**Action item**
Beginning at the line containing "of the rusty", print every line until the records end, keeping each exactly as it is.

═════ Material provided ═════

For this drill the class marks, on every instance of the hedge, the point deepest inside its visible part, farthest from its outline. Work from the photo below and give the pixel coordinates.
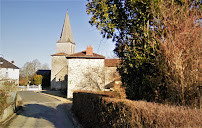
(99, 110)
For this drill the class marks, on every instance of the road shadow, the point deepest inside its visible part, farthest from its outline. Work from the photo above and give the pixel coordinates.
(55, 93)
(59, 116)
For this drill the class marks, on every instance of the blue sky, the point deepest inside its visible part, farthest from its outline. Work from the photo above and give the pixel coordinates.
(31, 28)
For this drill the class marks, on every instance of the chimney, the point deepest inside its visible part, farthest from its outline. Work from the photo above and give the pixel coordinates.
(89, 50)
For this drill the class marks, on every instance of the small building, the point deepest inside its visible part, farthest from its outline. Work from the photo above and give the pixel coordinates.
(84, 70)
(8, 71)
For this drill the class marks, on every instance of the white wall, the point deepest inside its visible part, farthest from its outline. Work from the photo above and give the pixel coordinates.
(10, 73)
(65, 47)
(85, 74)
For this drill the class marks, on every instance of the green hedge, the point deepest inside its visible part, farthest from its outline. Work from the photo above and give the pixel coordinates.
(96, 110)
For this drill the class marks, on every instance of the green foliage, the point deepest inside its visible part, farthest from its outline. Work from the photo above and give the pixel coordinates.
(3, 102)
(107, 112)
(127, 22)
(137, 28)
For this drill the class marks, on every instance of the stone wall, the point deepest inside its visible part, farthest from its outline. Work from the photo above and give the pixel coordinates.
(111, 74)
(85, 74)
(66, 47)
(59, 72)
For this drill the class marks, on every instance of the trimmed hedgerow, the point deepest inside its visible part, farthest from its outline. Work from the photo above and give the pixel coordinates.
(102, 110)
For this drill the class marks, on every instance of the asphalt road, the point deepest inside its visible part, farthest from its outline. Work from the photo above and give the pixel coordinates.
(40, 111)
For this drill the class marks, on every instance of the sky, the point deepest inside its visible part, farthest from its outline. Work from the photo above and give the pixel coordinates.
(31, 28)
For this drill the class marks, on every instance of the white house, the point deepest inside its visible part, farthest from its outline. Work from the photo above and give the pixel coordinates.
(8, 71)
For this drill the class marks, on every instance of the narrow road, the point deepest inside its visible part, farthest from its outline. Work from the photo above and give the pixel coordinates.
(40, 111)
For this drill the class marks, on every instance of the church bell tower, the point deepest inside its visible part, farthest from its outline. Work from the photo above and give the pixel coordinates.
(64, 46)
(66, 43)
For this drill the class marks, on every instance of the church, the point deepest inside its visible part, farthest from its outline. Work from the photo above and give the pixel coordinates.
(84, 70)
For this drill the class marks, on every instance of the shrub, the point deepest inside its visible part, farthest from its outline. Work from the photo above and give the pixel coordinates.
(3, 102)
(100, 110)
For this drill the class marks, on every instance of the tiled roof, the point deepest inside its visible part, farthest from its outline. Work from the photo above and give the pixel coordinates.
(43, 72)
(112, 62)
(6, 64)
(59, 54)
(83, 55)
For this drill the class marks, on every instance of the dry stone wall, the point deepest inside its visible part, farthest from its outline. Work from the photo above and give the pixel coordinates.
(85, 74)
(59, 72)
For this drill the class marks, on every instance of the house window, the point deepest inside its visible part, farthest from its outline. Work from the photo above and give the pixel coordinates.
(6, 74)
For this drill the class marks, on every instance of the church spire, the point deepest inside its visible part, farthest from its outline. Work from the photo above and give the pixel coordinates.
(66, 35)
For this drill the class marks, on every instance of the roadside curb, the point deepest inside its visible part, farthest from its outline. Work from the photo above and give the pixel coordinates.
(68, 107)
(15, 112)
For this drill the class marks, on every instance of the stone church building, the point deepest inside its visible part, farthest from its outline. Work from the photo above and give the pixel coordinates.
(84, 70)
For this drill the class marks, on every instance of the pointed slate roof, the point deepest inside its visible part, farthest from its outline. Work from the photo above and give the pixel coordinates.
(66, 35)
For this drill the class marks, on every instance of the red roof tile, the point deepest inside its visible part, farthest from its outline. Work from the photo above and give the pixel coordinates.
(59, 54)
(83, 55)
(112, 62)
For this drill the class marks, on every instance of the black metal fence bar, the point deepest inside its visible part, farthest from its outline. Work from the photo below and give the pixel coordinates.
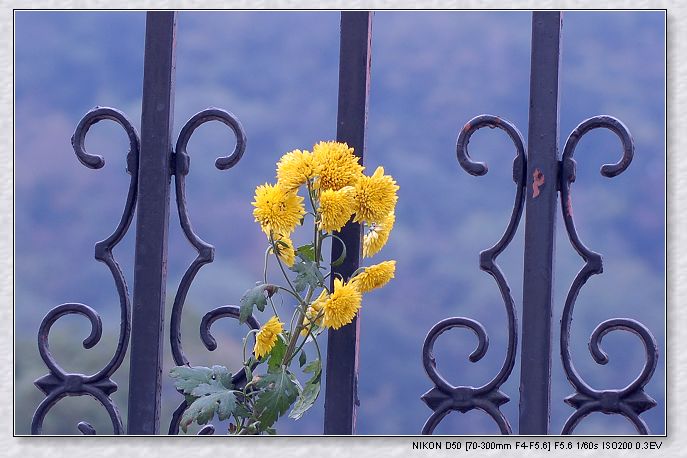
(152, 224)
(341, 397)
(540, 224)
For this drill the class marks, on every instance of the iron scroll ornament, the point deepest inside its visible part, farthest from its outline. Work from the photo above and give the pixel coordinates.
(206, 252)
(60, 383)
(444, 397)
(630, 401)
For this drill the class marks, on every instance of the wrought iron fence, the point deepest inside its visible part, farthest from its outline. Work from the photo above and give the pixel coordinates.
(541, 176)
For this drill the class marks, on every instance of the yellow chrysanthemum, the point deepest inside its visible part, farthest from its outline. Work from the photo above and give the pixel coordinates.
(277, 209)
(312, 312)
(267, 337)
(294, 169)
(342, 305)
(375, 196)
(375, 276)
(335, 165)
(377, 235)
(286, 253)
(336, 208)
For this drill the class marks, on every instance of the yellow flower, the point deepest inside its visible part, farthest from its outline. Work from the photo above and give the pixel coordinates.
(294, 169)
(376, 196)
(286, 253)
(312, 312)
(276, 209)
(375, 276)
(336, 208)
(342, 305)
(377, 235)
(335, 165)
(267, 337)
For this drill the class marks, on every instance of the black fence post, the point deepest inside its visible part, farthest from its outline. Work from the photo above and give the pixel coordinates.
(341, 390)
(540, 224)
(150, 271)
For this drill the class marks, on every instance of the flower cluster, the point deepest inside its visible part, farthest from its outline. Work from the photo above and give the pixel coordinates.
(335, 192)
(339, 192)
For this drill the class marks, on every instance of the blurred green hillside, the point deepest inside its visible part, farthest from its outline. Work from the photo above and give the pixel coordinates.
(277, 71)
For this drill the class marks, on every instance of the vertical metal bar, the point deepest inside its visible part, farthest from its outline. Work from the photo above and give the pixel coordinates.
(540, 224)
(150, 271)
(341, 390)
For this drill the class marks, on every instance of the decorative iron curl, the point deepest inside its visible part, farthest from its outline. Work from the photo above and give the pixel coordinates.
(206, 252)
(60, 383)
(631, 400)
(444, 397)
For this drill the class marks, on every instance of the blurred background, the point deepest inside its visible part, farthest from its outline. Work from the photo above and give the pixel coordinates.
(277, 71)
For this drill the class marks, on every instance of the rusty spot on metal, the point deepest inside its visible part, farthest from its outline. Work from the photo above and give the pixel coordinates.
(538, 181)
(569, 206)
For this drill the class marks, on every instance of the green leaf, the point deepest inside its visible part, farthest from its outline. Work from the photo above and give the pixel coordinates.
(276, 355)
(313, 367)
(306, 252)
(207, 391)
(305, 400)
(216, 399)
(280, 391)
(255, 297)
(308, 274)
(188, 378)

═════

**Output of the task**
For this drill the class marks, on every instance of the rusty spot on metal, the point deepest inside its visible part, farthest from its outline. Work from the photo above and give the pixel coordinates.
(538, 181)
(569, 206)
For this drill the class marks, on every instance of the green leaf, the point deepest inside its visible part, farthest from its outline. Work from the photo above and give the pixel coordinates.
(276, 355)
(313, 367)
(306, 252)
(207, 391)
(305, 400)
(216, 399)
(280, 391)
(255, 297)
(308, 274)
(188, 378)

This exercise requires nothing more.